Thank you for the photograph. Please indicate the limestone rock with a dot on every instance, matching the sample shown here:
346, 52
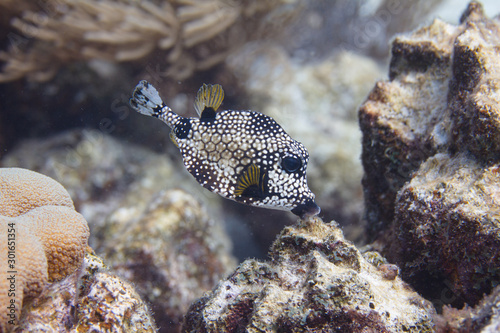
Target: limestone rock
315, 281
43, 237
90, 300
431, 148
173, 252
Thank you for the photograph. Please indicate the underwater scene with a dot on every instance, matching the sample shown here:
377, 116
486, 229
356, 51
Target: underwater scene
250, 166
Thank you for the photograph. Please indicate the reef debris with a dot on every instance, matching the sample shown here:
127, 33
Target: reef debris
92, 299
431, 148
315, 281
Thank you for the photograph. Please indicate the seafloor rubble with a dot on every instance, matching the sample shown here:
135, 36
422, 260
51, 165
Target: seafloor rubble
316, 281
92, 299
143, 223
42, 235
431, 148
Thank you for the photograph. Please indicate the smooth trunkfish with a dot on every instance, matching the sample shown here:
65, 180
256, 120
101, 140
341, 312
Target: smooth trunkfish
244, 156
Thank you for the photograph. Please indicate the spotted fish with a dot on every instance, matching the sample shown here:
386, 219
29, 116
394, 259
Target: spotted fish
241, 155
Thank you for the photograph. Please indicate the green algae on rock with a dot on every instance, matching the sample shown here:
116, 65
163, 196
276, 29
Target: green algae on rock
431, 148
90, 300
315, 281
42, 235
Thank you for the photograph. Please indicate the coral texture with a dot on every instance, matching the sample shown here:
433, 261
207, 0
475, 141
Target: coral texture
173, 252
91, 299
431, 149
42, 231
195, 35
316, 281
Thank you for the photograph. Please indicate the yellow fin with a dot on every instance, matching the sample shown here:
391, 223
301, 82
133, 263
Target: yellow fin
250, 177
209, 96
172, 137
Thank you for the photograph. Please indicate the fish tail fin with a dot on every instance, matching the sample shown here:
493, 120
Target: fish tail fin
209, 97
146, 100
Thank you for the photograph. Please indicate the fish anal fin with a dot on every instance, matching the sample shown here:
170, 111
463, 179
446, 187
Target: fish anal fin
250, 183
208, 100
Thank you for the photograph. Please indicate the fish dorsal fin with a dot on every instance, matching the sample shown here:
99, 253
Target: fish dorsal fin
208, 100
250, 183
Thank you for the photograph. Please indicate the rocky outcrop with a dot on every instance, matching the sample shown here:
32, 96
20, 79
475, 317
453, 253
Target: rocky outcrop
315, 281
431, 148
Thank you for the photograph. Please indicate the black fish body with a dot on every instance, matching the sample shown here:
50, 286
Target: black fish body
242, 155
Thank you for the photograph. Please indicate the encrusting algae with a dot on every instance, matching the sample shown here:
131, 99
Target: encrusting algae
242, 155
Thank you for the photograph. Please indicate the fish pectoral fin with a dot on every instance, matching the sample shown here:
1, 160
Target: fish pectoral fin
208, 100
172, 138
250, 183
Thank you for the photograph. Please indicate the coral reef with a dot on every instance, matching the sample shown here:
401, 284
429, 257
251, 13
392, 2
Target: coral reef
23, 190
172, 252
143, 222
42, 234
484, 318
91, 299
431, 149
316, 104
316, 281
192, 35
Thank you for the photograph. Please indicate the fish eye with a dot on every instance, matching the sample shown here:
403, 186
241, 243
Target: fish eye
291, 164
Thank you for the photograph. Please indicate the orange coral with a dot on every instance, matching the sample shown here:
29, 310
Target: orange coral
195, 34
43, 234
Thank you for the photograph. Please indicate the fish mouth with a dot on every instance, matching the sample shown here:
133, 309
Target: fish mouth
309, 208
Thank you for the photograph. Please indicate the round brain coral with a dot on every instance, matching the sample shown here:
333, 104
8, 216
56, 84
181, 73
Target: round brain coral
22, 190
43, 234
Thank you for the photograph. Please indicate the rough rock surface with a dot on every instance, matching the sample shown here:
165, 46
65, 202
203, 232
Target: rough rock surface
316, 104
316, 281
173, 252
42, 235
90, 300
484, 318
103, 174
431, 147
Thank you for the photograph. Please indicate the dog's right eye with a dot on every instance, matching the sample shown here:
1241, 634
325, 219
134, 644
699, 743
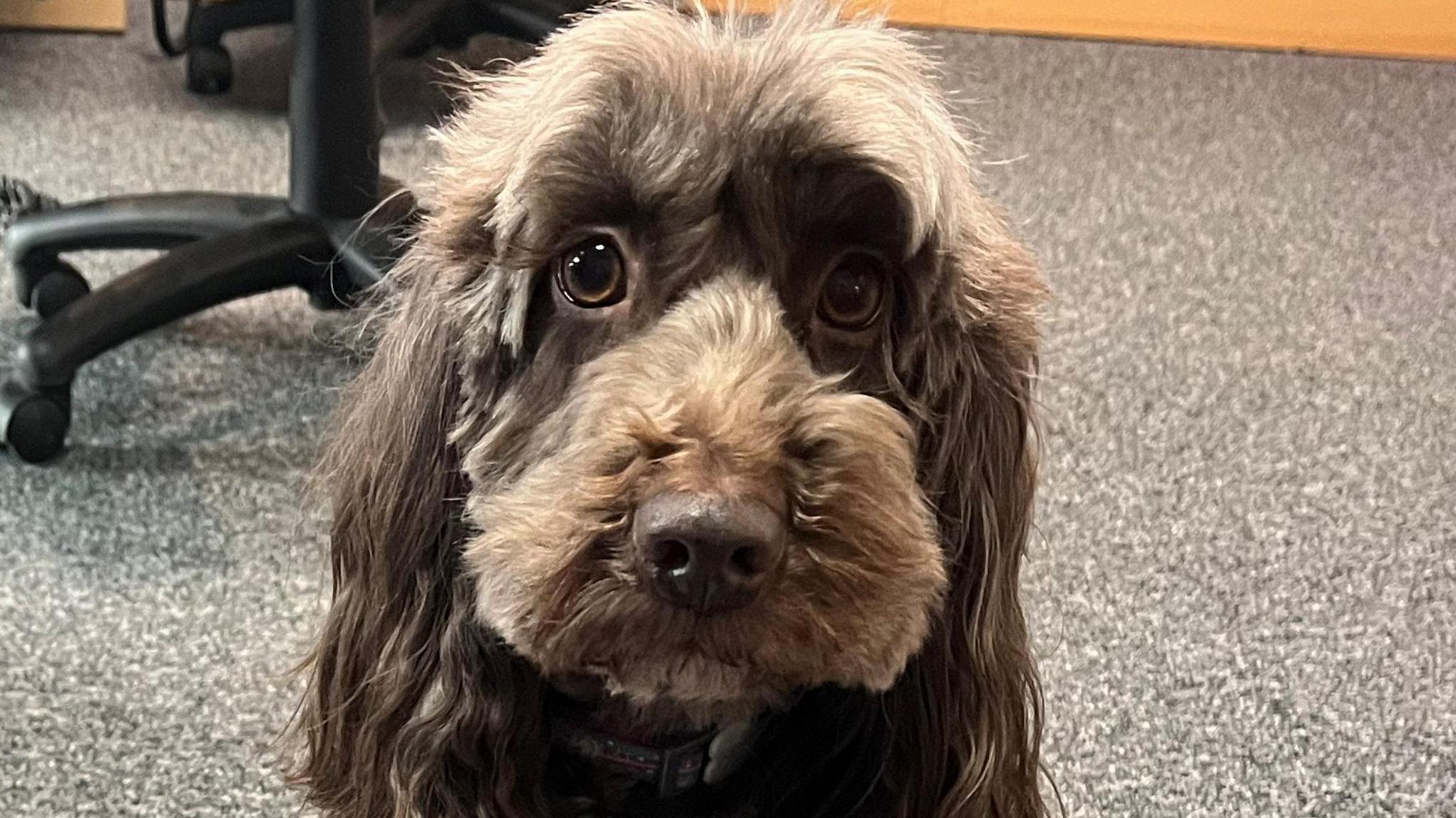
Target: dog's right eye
593, 274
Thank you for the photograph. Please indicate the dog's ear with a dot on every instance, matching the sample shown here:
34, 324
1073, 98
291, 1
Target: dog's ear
965, 716
408, 699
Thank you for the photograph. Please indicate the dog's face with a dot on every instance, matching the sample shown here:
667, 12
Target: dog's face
700, 483
707, 380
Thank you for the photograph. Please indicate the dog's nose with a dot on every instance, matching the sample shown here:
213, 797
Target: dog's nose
707, 552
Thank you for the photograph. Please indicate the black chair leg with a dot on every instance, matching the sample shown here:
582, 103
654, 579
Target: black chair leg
36, 404
147, 222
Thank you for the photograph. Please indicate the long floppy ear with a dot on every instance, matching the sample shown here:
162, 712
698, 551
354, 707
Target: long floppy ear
967, 715
408, 699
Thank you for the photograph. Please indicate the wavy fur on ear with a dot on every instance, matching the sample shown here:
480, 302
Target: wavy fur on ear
411, 708
960, 733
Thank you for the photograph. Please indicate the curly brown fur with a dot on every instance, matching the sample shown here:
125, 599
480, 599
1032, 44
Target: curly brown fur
490, 458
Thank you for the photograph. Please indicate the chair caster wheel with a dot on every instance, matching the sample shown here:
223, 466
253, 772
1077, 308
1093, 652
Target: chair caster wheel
34, 421
55, 289
208, 69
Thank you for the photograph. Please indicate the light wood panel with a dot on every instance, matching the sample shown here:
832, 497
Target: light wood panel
1393, 28
82, 15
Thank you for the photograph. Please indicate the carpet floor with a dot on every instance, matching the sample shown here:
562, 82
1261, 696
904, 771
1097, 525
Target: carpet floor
1244, 581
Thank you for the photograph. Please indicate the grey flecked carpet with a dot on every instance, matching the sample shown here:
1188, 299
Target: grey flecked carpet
1246, 583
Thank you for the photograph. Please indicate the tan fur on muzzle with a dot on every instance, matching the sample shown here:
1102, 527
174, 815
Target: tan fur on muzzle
717, 398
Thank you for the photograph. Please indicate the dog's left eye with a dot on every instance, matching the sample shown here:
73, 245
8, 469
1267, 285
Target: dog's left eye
593, 274
854, 291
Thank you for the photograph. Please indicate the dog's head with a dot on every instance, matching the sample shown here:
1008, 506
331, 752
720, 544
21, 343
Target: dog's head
708, 379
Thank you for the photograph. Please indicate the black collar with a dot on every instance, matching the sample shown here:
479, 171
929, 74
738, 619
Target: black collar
708, 758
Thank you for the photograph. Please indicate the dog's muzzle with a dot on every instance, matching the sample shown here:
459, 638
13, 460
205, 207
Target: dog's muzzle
705, 552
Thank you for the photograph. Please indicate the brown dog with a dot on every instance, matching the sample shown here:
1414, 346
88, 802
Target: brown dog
695, 466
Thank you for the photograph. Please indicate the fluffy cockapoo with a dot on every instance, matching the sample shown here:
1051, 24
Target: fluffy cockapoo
695, 466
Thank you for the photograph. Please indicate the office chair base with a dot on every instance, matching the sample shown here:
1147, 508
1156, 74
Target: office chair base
53, 290
33, 421
208, 69
242, 247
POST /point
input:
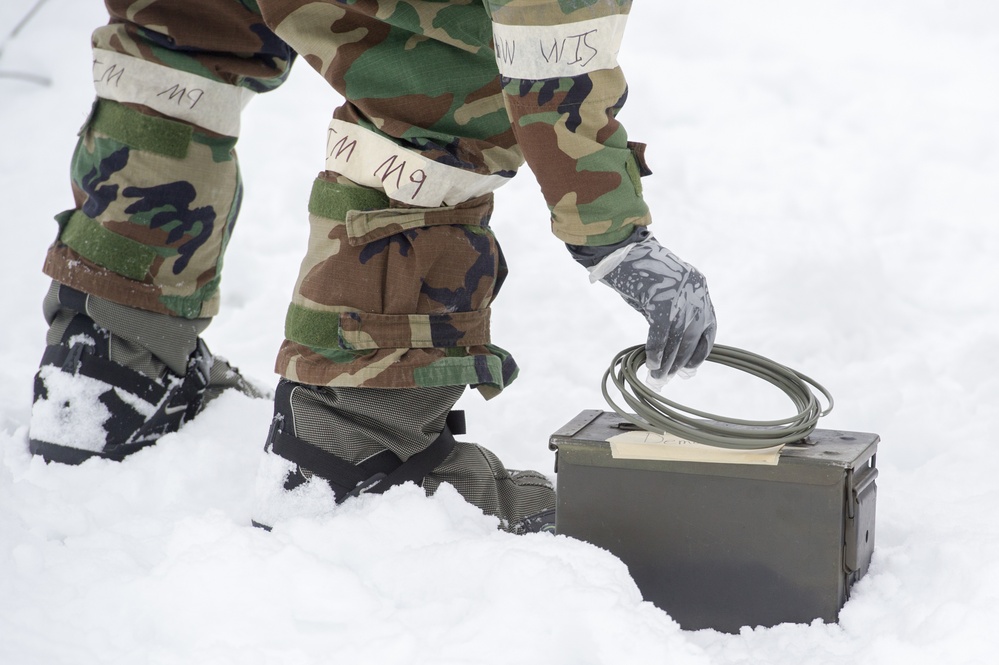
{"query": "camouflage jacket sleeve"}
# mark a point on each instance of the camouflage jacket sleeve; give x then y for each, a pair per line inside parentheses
(563, 89)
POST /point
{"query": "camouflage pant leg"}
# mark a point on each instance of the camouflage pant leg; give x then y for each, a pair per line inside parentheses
(154, 175)
(402, 265)
(563, 89)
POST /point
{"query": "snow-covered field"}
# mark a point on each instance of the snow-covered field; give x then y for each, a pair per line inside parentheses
(832, 167)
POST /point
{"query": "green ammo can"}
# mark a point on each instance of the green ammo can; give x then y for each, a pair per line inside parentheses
(724, 545)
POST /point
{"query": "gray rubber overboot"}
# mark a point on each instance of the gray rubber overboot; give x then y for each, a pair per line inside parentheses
(358, 424)
(146, 342)
(114, 379)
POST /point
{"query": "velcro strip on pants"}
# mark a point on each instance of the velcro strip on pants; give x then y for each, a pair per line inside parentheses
(373, 160)
(539, 52)
(213, 105)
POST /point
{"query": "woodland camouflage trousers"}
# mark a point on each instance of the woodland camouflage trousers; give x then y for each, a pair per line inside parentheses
(445, 100)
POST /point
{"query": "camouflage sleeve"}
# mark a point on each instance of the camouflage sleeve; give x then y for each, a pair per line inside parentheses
(154, 174)
(563, 89)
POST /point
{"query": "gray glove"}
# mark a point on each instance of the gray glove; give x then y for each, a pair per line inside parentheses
(670, 294)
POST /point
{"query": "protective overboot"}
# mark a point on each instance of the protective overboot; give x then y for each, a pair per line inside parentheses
(327, 445)
(87, 405)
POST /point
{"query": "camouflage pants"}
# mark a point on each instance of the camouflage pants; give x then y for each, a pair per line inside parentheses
(445, 99)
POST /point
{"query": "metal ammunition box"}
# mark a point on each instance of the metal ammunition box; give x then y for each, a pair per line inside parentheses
(720, 545)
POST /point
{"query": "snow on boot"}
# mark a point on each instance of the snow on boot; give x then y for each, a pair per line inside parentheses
(87, 405)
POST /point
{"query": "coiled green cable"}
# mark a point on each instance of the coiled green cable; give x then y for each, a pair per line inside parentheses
(655, 413)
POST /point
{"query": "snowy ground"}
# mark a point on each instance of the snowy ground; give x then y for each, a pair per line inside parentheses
(832, 167)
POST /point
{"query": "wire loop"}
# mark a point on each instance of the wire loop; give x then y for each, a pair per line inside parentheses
(655, 413)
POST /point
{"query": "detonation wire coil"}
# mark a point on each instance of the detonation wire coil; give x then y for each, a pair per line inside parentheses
(655, 413)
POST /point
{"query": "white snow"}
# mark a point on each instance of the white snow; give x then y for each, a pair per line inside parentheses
(833, 168)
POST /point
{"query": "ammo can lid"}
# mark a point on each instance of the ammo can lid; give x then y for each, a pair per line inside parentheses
(587, 435)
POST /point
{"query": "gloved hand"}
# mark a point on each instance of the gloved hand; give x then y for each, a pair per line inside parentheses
(672, 296)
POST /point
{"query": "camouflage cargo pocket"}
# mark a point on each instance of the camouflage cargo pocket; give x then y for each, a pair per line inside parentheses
(394, 297)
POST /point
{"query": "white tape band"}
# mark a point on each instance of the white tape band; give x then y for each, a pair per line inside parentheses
(538, 52)
(372, 160)
(203, 102)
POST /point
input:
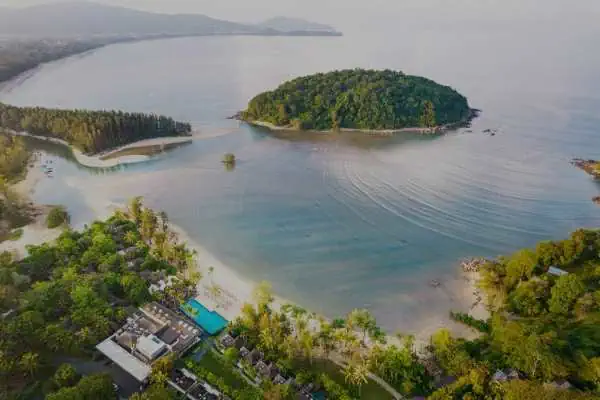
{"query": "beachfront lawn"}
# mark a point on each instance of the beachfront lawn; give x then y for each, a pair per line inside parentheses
(216, 365)
(369, 391)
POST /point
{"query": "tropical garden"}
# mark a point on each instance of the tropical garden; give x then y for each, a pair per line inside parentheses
(65, 297)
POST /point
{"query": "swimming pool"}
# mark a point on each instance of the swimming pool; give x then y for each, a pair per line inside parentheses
(210, 321)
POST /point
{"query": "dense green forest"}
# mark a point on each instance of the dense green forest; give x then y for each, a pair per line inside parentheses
(66, 296)
(359, 99)
(544, 327)
(90, 131)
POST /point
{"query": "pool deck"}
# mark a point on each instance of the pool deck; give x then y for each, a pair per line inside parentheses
(225, 303)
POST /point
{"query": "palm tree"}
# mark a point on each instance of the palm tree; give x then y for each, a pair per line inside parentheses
(131, 238)
(135, 209)
(307, 343)
(164, 220)
(267, 339)
(325, 338)
(356, 374)
(30, 362)
(362, 319)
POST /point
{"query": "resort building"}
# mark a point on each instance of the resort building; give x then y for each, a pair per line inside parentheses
(148, 335)
(557, 271)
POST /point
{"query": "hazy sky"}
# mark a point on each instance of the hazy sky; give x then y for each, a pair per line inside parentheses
(346, 14)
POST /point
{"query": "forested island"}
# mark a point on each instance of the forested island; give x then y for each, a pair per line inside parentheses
(90, 131)
(359, 99)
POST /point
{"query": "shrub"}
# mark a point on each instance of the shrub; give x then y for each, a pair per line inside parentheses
(56, 217)
(474, 323)
(229, 158)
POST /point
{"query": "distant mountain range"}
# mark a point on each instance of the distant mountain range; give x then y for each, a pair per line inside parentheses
(85, 19)
(285, 24)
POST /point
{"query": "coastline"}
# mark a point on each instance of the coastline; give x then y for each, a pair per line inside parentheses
(36, 232)
(101, 160)
(436, 130)
(457, 292)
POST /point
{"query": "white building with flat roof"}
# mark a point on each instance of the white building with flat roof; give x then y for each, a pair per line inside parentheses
(151, 347)
(127, 361)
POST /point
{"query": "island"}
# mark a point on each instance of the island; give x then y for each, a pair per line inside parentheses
(90, 131)
(592, 167)
(358, 99)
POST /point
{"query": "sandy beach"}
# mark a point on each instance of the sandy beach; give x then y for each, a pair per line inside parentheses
(224, 290)
(101, 161)
(36, 232)
(418, 130)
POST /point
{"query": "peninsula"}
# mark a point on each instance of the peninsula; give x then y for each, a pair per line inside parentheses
(90, 131)
(364, 100)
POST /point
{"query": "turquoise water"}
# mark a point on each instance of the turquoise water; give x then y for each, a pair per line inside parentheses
(345, 222)
(210, 321)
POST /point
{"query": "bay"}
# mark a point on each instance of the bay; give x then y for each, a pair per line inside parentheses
(351, 221)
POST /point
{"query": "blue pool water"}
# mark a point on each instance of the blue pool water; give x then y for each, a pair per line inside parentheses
(210, 321)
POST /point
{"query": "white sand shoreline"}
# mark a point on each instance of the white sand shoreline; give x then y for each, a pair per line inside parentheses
(36, 232)
(458, 293)
(98, 161)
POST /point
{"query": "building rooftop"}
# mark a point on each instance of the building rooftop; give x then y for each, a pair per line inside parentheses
(127, 361)
(148, 335)
(557, 271)
(150, 346)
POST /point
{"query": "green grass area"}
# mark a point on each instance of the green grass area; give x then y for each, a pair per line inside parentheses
(213, 363)
(369, 391)
(16, 234)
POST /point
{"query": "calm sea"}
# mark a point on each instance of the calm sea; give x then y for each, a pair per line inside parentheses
(353, 221)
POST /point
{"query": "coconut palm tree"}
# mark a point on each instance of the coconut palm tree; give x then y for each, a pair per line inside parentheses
(356, 374)
(135, 209)
(363, 320)
(164, 221)
(30, 362)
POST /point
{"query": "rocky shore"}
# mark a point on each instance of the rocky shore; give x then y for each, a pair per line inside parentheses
(436, 130)
(592, 167)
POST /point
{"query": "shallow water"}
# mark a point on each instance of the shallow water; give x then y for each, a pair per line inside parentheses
(343, 222)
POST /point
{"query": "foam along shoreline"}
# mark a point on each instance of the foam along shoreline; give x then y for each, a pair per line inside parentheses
(225, 291)
(36, 232)
(103, 160)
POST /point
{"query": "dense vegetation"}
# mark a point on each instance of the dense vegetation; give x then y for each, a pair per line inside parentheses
(359, 99)
(57, 216)
(90, 131)
(544, 327)
(336, 355)
(67, 296)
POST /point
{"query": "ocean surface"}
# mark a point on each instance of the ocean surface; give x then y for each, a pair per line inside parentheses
(338, 222)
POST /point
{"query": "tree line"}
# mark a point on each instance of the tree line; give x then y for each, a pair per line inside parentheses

— Work order —
The expected output is an exact copy of the lines from the top of the data above through the line containing "Thank you for the photograph. Please indicate the fish dorsal", both included, with every picture omitted.

— Result for this exercise —
Thank you for the photograph. Please indicate the limestone rock with a dot on every instance, matching the sample shown here:
346, 52
Target: limestone rock
315, 281
43, 237
90, 300
431, 148
173, 252
Thank you for the photograph. Please indicate the underwater scene with a dot on every instance, matching the sample shown here:
377, 116
486, 229
356, 51
Target: underwater scene
250, 166
Thank you for the photograph. Please indicate the reef debris with a dot on every instance, matching the sample shown here:
127, 33
Target: reef debris
92, 299
431, 148
315, 281
Thank you for the photograph. Please indicate the seafloor rubble with a dot on every instance, matching the sample shown here:
135, 36
422, 260
51, 165
Target: seafloor rubble
316, 281
92, 299
143, 223
42, 235
431, 148
Thank you for the photograph. Please indicate the smooth trunkfish with a dot on every instance, matching the sample shown here:
65, 180
256, 120
101, 140
341, 312
Target: smooth trunkfish
244, 156
Thank you for the photograph. Please indicate the spotted fish with a dot on every instance, matching the sample shown here:
386, 219
29, 116
394, 259
Target: spotted fish
241, 155
Thank you for the photograph. Please indicate the green algae on rock with a dot on every instance, matching the sample shown here:
116, 65
163, 196
276, 29
Target: green algae on rock
431, 148
90, 300
315, 281
42, 235
Thank you for the photograph. Please indicate the coral texture with a dot on every instance, matching the sample shown here:
433, 261
207, 0
475, 141
Target: coral texture
173, 252
91, 299
431, 149
42, 231
195, 35
316, 281
Thank you for the photograph. Please indicate the yellow fin with a dot on every instance, matching the sample shown here:
391, 223
301, 82
133, 263
Target: yellow fin
250, 177
209, 96
172, 137
Thank you for the photograph. Please indicate the fish tail fin with a dot on every instance, matching the sample shown here:
493, 120
Target: fish tail fin
209, 97
146, 100
Thank you for the photograph. Please indicate the fish anal fin with a dot on every instance, matching the sample shown here:
170, 111
463, 179
446, 187
Target: fish anal fin
250, 183
208, 100
Thank you for the photograph. Please indicate the fish dorsal fin with a dot on every instance, matching the sample shown here:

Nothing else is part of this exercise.